- [Your task]: Reproduce the records below exactly, but only between the lines holding "Where can the dark water" and "Where can the blue", inclusive.

Referring expression pointing data

<<<<

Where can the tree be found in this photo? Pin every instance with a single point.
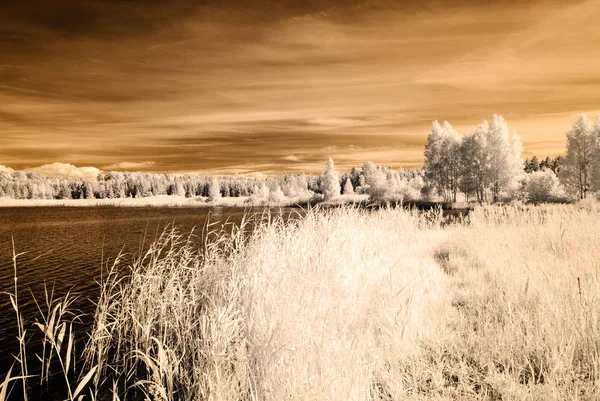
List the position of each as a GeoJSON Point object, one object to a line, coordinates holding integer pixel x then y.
{"type": "Point", "coordinates": [331, 181]}
{"type": "Point", "coordinates": [474, 162]}
{"type": "Point", "coordinates": [442, 159]}
{"type": "Point", "coordinates": [576, 171]}
{"type": "Point", "coordinates": [348, 188]}
{"type": "Point", "coordinates": [543, 186]}
{"type": "Point", "coordinates": [214, 190]}
{"type": "Point", "coordinates": [504, 152]}
{"type": "Point", "coordinates": [374, 181]}
{"type": "Point", "coordinates": [595, 156]}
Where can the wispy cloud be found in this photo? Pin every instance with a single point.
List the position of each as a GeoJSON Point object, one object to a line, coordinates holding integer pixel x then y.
{"type": "Point", "coordinates": [66, 169]}
{"type": "Point", "coordinates": [129, 166]}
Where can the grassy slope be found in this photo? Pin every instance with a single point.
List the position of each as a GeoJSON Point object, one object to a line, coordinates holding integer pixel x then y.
{"type": "Point", "coordinates": [356, 305]}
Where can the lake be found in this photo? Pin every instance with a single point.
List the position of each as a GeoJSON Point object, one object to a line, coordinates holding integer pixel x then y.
{"type": "Point", "coordinates": [65, 247]}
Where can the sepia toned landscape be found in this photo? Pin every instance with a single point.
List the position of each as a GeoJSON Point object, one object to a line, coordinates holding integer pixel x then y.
{"type": "Point", "coordinates": [320, 200]}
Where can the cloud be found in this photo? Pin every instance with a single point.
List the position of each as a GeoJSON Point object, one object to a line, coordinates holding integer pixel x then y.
{"type": "Point", "coordinates": [246, 80]}
{"type": "Point", "coordinates": [129, 166]}
{"type": "Point", "coordinates": [66, 169]}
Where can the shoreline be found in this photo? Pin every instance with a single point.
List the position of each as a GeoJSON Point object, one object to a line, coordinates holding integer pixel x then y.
{"type": "Point", "coordinates": [176, 201]}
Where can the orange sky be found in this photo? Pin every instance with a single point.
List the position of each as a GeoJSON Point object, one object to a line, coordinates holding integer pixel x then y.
{"type": "Point", "coordinates": [225, 87]}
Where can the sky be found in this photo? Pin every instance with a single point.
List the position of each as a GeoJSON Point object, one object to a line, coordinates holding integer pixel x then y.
{"type": "Point", "coordinates": [268, 87]}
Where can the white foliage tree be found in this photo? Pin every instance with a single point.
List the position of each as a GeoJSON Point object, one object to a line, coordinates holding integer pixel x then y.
{"type": "Point", "coordinates": [543, 186]}
{"type": "Point", "coordinates": [576, 171]}
{"type": "Point", "coordinates": [442, 159]}
{"type": "Point", "coordinates": [474, 162]}
{"type": "Point", "coordinates": [504, 158]}
{"type": "Point", "coordinates": [375, 182]}
{"type": "Point", "coordinates": [595, 156]}
{"type": "Point", "coordinates": [331, 181]}
{"type": "Point", "coordinates": [348, 188]}
{"type": "Point", "coordinates": [214, 190]}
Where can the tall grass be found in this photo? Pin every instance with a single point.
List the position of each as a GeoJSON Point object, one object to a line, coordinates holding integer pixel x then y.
{"type": "Point", "coordinates": [348, 304]}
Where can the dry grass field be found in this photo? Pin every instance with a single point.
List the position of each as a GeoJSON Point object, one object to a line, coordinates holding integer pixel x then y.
{"type": "Point", "coordinates": [348, 304]}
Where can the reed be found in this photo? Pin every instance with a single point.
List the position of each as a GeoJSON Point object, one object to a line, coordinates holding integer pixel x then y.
{"type": "Point", "coordinates": [354, 304]}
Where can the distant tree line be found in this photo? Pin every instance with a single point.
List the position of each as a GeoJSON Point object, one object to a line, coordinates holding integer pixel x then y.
{"type": "Point", "coordinates": [117, 185]}
{"type": "Point", "coordinates": [485, 164]}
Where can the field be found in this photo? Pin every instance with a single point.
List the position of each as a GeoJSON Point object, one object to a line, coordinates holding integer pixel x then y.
{"type": "Point", "coordinates": [349, 304]}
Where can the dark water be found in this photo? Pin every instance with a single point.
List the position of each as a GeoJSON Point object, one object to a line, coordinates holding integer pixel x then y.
{"type": "Point", "coordinates": [65, 248]}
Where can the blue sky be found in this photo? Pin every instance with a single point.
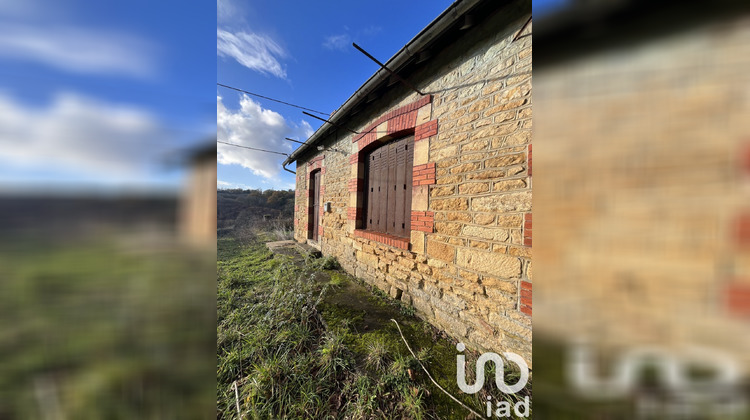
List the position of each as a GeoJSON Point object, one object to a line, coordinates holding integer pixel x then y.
{"type": "Point", "coordinates": [98, 95]}
{"type": "Point", "coordinates": [298, 52]}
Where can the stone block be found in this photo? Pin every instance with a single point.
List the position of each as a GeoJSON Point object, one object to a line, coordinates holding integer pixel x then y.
{"type": "Point", "coordinates": [500, 265]}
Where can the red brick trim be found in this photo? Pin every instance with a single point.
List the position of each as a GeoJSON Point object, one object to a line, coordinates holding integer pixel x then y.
{"type": "Point", "coordinates": [398, 119]}
{"type": "Point", "coordinates": [525, 302]}
{"type": "Point", "coordinates": [390, 240]}
{"type": "Point", "coordinates": [423, 221]}
{"type": "Point", "coordinates": [529, 160]}
{"type": "Point", "coordinates": [527, 229]}
{"type": "Point", "coordinates": [426, 130]}
{"type": "Point", "coordinates": [737, 299]}
{"type": "Point", "coordinates": [423, 174]}
{"type": "Point", "coordinates": [353, 213]}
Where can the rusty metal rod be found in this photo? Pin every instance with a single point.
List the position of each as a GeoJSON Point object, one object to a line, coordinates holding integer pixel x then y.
{"type": "Point", "coordinates": [401, 79]}
{"type": "Point", "coordinates": [329, 122]}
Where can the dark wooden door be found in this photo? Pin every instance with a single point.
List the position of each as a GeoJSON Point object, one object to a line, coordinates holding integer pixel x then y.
{"type": "Point", "coordinates": [315, 205]}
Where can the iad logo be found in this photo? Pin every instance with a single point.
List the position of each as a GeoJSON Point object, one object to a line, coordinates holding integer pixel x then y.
{"type": "Point", "coordinates": [680, 395]}
{"type": "Point", "coordinates": [503, 407]}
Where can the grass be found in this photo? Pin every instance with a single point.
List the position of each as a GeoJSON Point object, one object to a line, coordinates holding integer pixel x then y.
{"type": "Point", "coordinates": [91, 330]}
{"type": "Point", "coordinates": [303, 340]}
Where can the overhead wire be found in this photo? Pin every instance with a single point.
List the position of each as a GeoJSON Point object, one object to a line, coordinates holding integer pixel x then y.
{"type": "Point", "coordinates": [274, 100]}
{"type": "Point", "coordinates": [252, 148]}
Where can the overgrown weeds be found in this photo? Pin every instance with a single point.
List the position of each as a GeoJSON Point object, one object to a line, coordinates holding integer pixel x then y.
{"type": "Point", "coordinates": [289, 361]}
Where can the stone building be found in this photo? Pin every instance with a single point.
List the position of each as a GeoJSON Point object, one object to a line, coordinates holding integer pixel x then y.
{"type": "Point", "coordinates": [643, 175]}
{"type": "Point", "coordinates": [197, 209]}
{"type": "Point", "coordinates": [430, 200]}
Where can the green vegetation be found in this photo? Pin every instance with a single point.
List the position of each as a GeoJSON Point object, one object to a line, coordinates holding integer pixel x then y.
{"type": "Point", "coordinates": [94, 330]}
{"type": "Point", "coordinates": [303, 340]}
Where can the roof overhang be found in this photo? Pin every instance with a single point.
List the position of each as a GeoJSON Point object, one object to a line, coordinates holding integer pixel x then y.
{"type": "Point", "coordinates": [447, 25]}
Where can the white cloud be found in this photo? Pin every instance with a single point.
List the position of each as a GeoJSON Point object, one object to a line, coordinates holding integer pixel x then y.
{"type": "Point", "coordinates": [75, 132]}
{"type": "Point", "coordinates": [254, 51]}
{"type": "Point", "coordinates": [338, 42]}
{"type": "Point", "coordinates": [78, 50]}
{"type": "Point", "coordinates": [253, 126]}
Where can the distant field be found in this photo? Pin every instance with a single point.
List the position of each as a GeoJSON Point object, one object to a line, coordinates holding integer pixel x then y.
{"type": "Point", "coordinates": [90, 329]}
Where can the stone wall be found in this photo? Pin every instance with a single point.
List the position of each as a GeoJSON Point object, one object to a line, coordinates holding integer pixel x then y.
{"type": "Point", "coordinates": [642, 186]}
{"type": "Point", "coordinates": [466, 267]}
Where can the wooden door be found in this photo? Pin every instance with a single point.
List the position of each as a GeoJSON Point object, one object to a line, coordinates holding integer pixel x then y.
{"type": "Point", "coordinates": [314, 213]}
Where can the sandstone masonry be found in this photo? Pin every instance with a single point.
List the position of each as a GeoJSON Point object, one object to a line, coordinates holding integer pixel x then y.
{"type": "Point", "coordinates": [466, 265]}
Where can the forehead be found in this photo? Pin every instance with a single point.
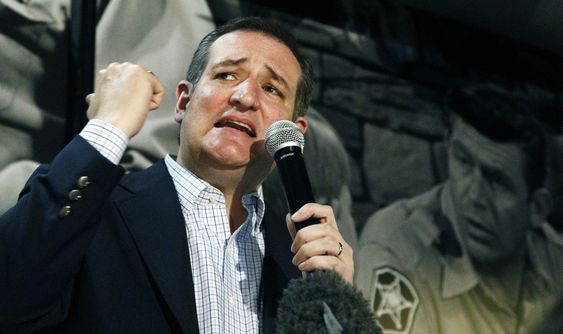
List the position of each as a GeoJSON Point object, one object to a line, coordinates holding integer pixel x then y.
{"type": "Point", "coordinates": [260, 50]}
{"type": "Point", "coordinates": [508, 157]}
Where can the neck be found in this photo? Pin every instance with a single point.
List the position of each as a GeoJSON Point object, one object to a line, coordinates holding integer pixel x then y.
{"type": "Point", "coordinates": [235, 210]}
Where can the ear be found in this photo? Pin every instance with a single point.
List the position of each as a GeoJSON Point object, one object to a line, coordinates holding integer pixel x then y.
{"type": "Point", "coordinates": [541, 205]}
{"type": "Point", "coordinates": [183, 96]}
{"type": "Point", "coordinates": [302, 123]}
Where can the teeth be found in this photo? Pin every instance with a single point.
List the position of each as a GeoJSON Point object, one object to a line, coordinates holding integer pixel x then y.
{"type": "Point", "coordinates": [241, 126]}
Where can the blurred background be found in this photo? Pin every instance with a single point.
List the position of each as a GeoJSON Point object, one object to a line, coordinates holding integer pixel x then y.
{"type": "Point", "coordinates": [382, 68]}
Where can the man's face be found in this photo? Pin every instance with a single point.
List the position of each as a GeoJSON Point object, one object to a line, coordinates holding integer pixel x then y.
{"type": "Point", "coordinates": [249, 83]}
{"type": "Point", "coordinates": [489, 192]}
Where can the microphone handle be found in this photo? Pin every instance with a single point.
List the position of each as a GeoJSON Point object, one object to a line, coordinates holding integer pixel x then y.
{"type": "Point", "coordinates": [295, 180]}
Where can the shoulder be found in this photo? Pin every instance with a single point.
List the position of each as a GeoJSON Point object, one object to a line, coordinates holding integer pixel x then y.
{"type": "Point", "coordinates": [402, 226]}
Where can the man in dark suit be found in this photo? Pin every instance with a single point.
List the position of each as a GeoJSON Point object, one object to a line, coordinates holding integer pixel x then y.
{"type": "Point", "coordinates": [187, 245]}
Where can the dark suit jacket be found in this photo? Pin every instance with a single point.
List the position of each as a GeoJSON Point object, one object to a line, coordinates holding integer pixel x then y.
{"type": "Point", "coordinates": [110, 266]}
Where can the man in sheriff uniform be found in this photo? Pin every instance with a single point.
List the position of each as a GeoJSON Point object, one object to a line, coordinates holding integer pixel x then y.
{"type": "Point", "coordinates": [473, 255]}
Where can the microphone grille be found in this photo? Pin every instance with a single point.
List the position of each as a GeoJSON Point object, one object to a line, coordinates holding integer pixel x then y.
{"type": "Point", "coordinates": [281, 134]}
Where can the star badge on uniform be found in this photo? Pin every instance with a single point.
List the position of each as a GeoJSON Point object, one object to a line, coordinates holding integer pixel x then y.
{"type": "Point", "coordinates": [394, 302]}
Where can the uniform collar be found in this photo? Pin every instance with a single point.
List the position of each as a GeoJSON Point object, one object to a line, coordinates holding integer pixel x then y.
{"type": "Point", "coordinates": [459, 275]}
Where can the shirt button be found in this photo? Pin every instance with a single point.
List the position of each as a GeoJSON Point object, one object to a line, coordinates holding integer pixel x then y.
{"type": "Point", "coordinates": [65, 211]}
{"type": "Point", "coordinates": [83, 182]}
{"type": "Point", "coordinates": [75, 195]}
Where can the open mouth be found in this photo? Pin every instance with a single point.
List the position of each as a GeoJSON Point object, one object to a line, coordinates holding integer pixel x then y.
{"type": "Point", "coordinates": [237, 125]}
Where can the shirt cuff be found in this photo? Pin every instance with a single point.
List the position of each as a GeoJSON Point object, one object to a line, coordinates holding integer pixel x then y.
{"type": "Point", "coordinates": [107, 139]}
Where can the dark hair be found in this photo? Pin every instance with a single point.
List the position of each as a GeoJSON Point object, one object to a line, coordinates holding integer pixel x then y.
{"type": "Point", "coordinates": [270, 28]}
{"type": "Point", "coordinates": [502, 117]}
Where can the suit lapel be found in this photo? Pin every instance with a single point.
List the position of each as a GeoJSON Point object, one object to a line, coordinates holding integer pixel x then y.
{"type": "Point", "coordinates": [155, 219]}
{"type": "Point", "coordinates": [277, 269]}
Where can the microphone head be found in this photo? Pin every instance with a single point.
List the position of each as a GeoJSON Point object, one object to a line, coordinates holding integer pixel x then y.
{"type": "Point", "coordinates": [282, 134]}
{"type": "Point", "coordinates": [303, 307]}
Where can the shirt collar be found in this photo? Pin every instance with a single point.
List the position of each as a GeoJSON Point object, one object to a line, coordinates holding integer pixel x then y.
{"type": "Point", "coordinates": [459, 275]}
{"type": "Point", "coordinates": [193, 191]}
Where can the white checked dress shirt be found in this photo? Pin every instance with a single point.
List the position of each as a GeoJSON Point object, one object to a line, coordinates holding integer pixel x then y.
{"type": "Point", "coordinates": [226, 268]}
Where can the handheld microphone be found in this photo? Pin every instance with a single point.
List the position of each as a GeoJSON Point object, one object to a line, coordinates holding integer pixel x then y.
{"type": "Point", "coordinates": [324, 303]}
{"type": "Point", "coordinates": [284, 141]}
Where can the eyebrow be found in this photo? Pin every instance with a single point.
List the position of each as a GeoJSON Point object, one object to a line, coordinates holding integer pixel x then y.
{"type": "Point", "coordinates": [234, 62]}
{"type": "Point", "coordinates": [230, 62]}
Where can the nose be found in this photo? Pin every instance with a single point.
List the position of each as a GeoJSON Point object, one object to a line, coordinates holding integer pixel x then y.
{"type": "Point", "coordinates": [245, 95]}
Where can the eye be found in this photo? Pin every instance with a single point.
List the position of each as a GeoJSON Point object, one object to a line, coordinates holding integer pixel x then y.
{"type": "Point", "coordinates": [272, 90]}
{"type": "Point", "coordinates": [225, 76]}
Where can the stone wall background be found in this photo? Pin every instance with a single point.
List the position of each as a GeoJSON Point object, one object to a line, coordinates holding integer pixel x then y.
{"type": "Point", "coordinates": [382, 71]}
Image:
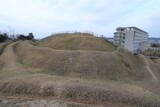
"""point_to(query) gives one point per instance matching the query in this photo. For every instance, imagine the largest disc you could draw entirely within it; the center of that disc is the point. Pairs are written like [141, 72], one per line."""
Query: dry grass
[76, 41]
[84, 75]
[91, 91]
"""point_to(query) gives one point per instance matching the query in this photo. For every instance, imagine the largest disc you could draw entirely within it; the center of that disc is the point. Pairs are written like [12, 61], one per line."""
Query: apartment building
[131, 38]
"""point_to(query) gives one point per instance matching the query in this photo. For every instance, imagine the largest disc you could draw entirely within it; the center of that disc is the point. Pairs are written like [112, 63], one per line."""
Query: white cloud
[101, 16]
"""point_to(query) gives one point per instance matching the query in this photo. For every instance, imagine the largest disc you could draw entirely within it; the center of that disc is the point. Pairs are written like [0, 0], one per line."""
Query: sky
[45, 17]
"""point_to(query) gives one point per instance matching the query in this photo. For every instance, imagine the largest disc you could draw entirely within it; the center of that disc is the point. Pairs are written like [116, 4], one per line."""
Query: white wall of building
[131, 38]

>>>>

- [Answer for this exercise]:
Where can the dark water be found in this photo? Pin every instance with a single point.
List the position of each as a GeoJSON Point object, one object to a line, coordinates holding integer pixel x then y.
{"type": "Point", "coordinates": [65, 248]}
Where can the blue sky be found in this photo? Pin every instance with a single point.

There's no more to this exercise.